## [Required tasks]
a - Decide whether each statement below agrees with the excerpt on hiring a Creative Strategist: (i) the Caliber report is 32 pages long, (ii) the writer advises hiring a social media manager before a Creative Strategist, and (iii) the report covers creator integration strategies for brands. Answer yes or no for each and quote the words of the excerpt that settle it.
b - Pick up the excerpt on hiring a Creative Strategist after its last line and keep writing it.

---- Page excerpt

If you wanna dig more into the best social media metrics (and more importantly, how to contextualize them together), check out this new report from Caliber—it’s 32 pages of social & creator thinking.

The report includes:

  • Deep analysis on new social formats, like Social TV

  • How your brand should pick your Creators

  • Creator Integration Strategies for Brands

  • A bunch of trending content

Why your brand needs a Creative Strategist

When companies make their first social hires, they throw the good ol’ “social media manager” title up on LinkedIn and expect someone who’s both mechanically sound and strategically strong to just kinda do everything.

I’d rather you hire a Creative Strategist first. You know, someone who’s thinking Strategically, and Creatively, more so than trying to do every little thing on social. That’s gonna make your social really sing.

Let’s talk about what a Creative Strategist is, how it compares to other Social Media job titles, and why I think it’s the most important gig for agencies & brands to hire for.

What is a Creative Strategist?

--------
---- Supplied data

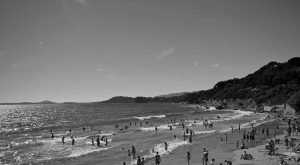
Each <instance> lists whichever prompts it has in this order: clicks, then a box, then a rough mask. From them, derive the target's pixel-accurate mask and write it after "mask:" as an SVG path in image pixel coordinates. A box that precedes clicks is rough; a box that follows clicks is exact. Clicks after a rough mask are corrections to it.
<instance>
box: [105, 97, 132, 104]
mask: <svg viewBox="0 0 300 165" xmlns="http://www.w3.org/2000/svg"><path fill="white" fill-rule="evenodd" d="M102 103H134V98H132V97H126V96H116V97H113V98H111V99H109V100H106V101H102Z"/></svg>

--------

## [Responses by task]
a -
(i) Yes: "it’s 32 pages of social & creator thinking"
(ii) No: "I’d rather you hire a Creative Strategist first."
(iii) Yes: "Creator Integration Strategies for Brands"

b -
My no cheating, off-the-top-of-my-head description: creative strategists specialize in forming both campaign and tactical social ideas based on specific platform and/or audience insights. It’s a little social strategist, a little creative director, a little analytics, all blended to create overarching social concepts.

I was a Senior Creative Strategist at Twitch before I launched Future Social—easily one of the most fun jobs I’ve held. I roamed the internet and dug up my position’s job listing. Let’s take a look at the primary bullets:

  • As a Senior Creative Strategist, you will work on large-scale, high profile advertising campaigns, strategic partnerships and Joint Business Plans for Twitch’s most important clients.

  • The Senior Creative Strategist will concept and pitch inspiring branded content campaigns that translate client’s goals into compelling content and experiences.

  • You will uncover cultural insights on Twitch, the gaming community and Gen-Z audience, and develop strategic brand narratives with them.

  • You will work with new and existing clients to translate marketing goals into creative campaigns that use the best of Twitch’s platform, products and talent.

  • You will partner with clients to attend pitches, brainstorms and collaborative work sessions which promote the Twitch platform.

Basically, I’d receive 3ish requests for proposals (RFPs) from brands each week, then pitch back creative concept bringing the brand’s ask to life through Twitch-specific features and streamers. Take Monster Energy’s partnership with Apex Legends, for instance; I pitched a concept I called Energy Streaks, a combination of Twitch’s Challenge-stream format + chat-spammed flock-to-unlock to get squads playing together (I’d link you, but Twitch is livestreamed, so uh.. it’s gone!)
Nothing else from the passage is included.